### ENTRIES:

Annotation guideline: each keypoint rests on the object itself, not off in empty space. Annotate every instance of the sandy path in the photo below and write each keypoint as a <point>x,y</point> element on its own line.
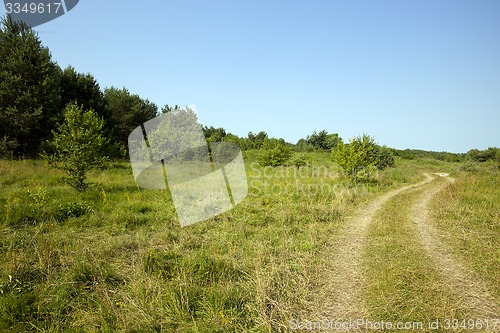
<point>472,294</point>
<point>340,295</point>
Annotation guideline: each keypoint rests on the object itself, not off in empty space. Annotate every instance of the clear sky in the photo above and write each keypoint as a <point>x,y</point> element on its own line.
<point>413,74</point>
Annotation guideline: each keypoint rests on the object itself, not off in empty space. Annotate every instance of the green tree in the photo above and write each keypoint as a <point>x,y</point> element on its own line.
<point>127,112</point>
<point>213,134</point>
<point>84,90</point>
<point>77,145</point>
<point>29,88</point>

### INSTRUCTION:
Arrange all the records above as a JSON list of strings, one string per line, skipping blank lines and leaving the pictures out.

### OUTPUT FOR THIS TASK:
[
  "Annotation guideline: each keypoint rests on the object itself, not off in empty space. Annotate every instance of the sandy path in the photo below and write each keypoint as a <point>x,y</point> element on its own line.",
  "<point>472,294</point>",
  "<point>340,295</point>",
  "Annotation guideline: each keypoint rests on the object itself, not off in empty space. Annotate every instance of the clear sky in the photo above and write each keypoint as a <point>x,y</point> element on its own line.",
  "<point>413,74</point>",
  "Annotation guideline: each keypoint rests on the object itself, not off in empty space. Annotate every instance of the green tree in the photo above and write each keypoint as a <point>x,y</point> element on its own line.",
  "<point>127,112</point>",
  "<point>213,134</point>",
  "<point>84,90</point>",
  "<point>77,145</point>",
  "<point>29,88</point>"
]